[Selected text Boundary: Start]

FURINA: A Fully Customizable Role-Playing Benchmark via Scalable Multi-Agent Collaboration Pipeline

As large language models (LLMs) advance in role-playing (RP) tasks, existing benchmarks quickly become obsolete due to their narrow scope, outdated interaction paradigms, and limited adaptability across diverse application scenarios. To address this gap, we introduce FURINA-Builder, a novel multi-agent collaboration pipeline that automatically constructs fully customizable RP benchmarks at any scale. It enables evaluation of arbitrary characters across diverse scenarios and prompt formats, as the first benchmark builder in RP area for adaptable assessment. FURINA-Builder simulates dialogues between a test character and other characters drawn from a well-constructed character-scene pool, while an LLM judge selects fine-grained evaluation dimensions and adjusts the test character's responses into final test utterances. Using this pipeline, we build FURINA-Bench, a new comprehensive role-playing benchmark featuring both established and synthesized test characters, each assessed with dimension-specific evaluation criteria. Human evaluation and preliminary separability analysis justify our pipeline and benchmark design. We conduct extensive evaluations of cutting-edge LLMs and find that o3 and DeepSeek-R1 achieve the best performance on English and Chinese RP tasks, respectively. Across all models, established characters consistently outperform synthesized ones, with reasoning capabilities further amplifying this disparity. Interestingly, we observe that model scale does not monotonically reduce hallucinations. More critically, for reasoning LLMs, we uncover a novel trade-off: reasoning improves RP performance but simultaneously increases RP hallucinations. This trade-off extends to a broader Pareto frontier between RP performance and reliability for all LLMs. These findings demonstrate the effectiveness of FURINA-Builder and the challenge posed by FURINA-Bench.

翻译：随着大语言模型在角色扮演任务中的发展，现有基准因范围狭窄、交互范式陈旧以及跨不同应用场景的适应性有限而迅速过时。为解决这一差距，我们引入了FURINA-Builder，这是一种新颖的多智能体协作流水线，能够自动构建任意规模、完全可自定义的角色扮演基准。作为角色扮演领域首个用于自适应评估的基准构建工具，它支持对任意角色在多样化场景和提示格式下进行评估。FURINA-Builder模拟测试角色与从精心构建的角色-场景库中抽取的其他角色之间的对话，同时由一个LLM评判器选择细粒度评估维度，并将测试角色的响应调整为最终测试语句。利用该流水线，我们构建了FURINA-Bench，这是一个全新的综合性角色扮演基准，包含既有角色和合成角色，每个角色均配有维度特定的评估标准。人工评估和初步可分离性分析验证了我们的流水线和基准设计。我们对尖端大语言模型进行了广泛评估，发现o3和DeepSeek-R1分别在英文和中文角色扮演任务上取得最佳性能。在所有模型中，既有角色始终优于合成角色，推理能力进一步加剧了这一差距。有趣的是，我们观察到模型规模并不会单调地减少幻觉。更为关键的是，对于推理型LLM，我们发现了一种新的权衡：推理提升了角色扮演性能，但同时也增加了角色扮演幻觉。这一权衡扩展到了所有LLM在角色扮演性能与可靠性之间的更广泛帕累托前沿。这些发现证明了FURINA-Builder的有效性以及FURINA-Bench所带来的挑战。

[Selected text Boundary: End]
[Data under study Boundary: Start]

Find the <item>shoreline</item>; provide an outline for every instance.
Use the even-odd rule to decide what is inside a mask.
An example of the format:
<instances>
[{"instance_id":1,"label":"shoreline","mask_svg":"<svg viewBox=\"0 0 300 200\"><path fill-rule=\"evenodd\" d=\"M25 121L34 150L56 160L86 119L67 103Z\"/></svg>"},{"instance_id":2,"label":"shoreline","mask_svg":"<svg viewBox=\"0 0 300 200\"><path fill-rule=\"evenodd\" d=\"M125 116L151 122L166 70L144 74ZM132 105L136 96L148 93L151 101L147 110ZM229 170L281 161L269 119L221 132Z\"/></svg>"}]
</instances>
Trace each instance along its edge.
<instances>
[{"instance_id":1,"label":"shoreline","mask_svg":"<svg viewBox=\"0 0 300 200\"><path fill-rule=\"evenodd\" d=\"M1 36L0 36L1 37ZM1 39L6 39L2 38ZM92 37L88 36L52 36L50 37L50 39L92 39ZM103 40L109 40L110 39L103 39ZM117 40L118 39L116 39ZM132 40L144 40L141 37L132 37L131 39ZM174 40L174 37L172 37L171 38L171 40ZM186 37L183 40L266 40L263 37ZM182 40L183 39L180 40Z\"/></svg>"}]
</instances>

[Data under study Boundary: End]
[Data under study Boundary: Start]

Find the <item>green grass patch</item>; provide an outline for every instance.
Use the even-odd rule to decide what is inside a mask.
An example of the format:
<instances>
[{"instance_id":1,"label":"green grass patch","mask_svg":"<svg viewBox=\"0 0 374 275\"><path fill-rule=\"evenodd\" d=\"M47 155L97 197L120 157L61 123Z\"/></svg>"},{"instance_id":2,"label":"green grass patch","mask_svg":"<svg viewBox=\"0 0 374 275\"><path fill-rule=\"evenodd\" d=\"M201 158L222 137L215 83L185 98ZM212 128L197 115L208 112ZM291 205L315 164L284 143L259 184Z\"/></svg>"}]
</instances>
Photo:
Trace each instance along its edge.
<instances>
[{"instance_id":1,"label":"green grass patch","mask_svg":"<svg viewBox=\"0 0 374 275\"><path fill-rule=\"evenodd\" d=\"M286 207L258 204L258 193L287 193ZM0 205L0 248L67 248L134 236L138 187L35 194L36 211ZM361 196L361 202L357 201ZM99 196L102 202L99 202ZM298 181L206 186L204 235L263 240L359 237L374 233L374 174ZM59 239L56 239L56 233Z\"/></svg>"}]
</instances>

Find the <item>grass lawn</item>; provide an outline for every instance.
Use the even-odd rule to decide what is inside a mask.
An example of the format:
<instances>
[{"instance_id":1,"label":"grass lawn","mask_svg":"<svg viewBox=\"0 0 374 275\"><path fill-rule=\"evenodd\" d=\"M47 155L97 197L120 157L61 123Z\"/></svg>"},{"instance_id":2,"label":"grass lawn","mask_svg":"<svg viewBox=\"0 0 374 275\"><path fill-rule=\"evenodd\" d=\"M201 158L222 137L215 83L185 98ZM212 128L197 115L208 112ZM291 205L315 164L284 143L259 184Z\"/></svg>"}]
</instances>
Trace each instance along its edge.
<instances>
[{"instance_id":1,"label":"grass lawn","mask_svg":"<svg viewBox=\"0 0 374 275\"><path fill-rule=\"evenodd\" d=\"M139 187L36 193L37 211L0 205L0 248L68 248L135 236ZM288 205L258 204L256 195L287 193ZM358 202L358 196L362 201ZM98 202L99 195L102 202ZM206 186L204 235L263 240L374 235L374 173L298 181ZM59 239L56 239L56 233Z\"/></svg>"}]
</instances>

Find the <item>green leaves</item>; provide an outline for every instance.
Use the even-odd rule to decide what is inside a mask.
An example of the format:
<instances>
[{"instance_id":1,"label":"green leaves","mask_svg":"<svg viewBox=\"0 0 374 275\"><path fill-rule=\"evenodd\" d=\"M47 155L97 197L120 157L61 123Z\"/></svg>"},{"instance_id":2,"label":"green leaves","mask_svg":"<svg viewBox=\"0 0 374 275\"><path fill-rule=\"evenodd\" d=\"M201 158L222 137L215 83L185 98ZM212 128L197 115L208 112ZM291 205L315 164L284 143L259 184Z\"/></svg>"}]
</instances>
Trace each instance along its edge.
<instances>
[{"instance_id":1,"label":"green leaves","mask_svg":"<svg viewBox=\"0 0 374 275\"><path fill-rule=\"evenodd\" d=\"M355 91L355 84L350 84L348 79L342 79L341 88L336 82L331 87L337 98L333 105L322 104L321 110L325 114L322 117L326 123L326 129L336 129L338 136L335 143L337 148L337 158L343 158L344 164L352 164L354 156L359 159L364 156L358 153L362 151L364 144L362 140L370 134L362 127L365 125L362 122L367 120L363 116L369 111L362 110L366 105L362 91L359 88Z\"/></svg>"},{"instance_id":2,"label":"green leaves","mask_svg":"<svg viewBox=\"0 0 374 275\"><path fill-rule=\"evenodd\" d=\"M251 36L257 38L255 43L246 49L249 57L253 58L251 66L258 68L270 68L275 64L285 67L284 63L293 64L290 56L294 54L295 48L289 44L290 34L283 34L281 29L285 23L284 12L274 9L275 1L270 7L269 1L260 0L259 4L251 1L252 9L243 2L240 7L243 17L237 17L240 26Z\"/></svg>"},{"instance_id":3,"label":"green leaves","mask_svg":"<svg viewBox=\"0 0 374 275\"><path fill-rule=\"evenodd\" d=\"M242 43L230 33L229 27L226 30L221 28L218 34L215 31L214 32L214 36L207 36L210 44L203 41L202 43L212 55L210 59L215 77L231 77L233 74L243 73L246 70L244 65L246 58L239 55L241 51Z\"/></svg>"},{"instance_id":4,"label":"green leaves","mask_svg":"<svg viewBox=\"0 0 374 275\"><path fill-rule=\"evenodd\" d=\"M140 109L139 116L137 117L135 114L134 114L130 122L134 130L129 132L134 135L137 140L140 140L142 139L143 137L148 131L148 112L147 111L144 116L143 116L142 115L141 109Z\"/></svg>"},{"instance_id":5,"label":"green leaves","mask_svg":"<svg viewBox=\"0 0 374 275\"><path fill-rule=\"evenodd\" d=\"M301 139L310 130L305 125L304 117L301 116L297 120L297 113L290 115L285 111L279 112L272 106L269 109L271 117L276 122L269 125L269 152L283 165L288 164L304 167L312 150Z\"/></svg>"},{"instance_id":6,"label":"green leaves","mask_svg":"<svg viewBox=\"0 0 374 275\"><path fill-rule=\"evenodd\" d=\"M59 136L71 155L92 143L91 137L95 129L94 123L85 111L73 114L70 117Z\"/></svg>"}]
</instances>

[Data under study Boundary: End]

● Prompt A: Summarize the FURINA abstract in two sentences.
● Prompt B:
Answer these questions from the FURINA abstract:
(i) What two things does the LLM judge do in FURINA-Builder?
(ii) What justifies the pipeline and benchmark design?
(iii) What is observed about model scale and hallucinations?

● Problem solution A: FURINA-Builder is a multi-agent collaboration pipeline that automatically constructs fully customizable role-playing benchmarks at any scale. It was used to build FURINA-Bench, whose evaluations found that o3 and DeepSeek-R1 perform best on English and Chinese role-playing tasks respectively, that established characters consistently outperform synthesized ones, and that reasoning improves role-playing performance but also increases role-playing hallucinations.

● Problem solution B:
(i) It selects fine-grained evaluation dimensions and adjusts the test character's responses into final test utterances.
(ii) Human evaluation and preliminary separability analysis.
(iii) Model scale does not monotonically reduce hallucinations.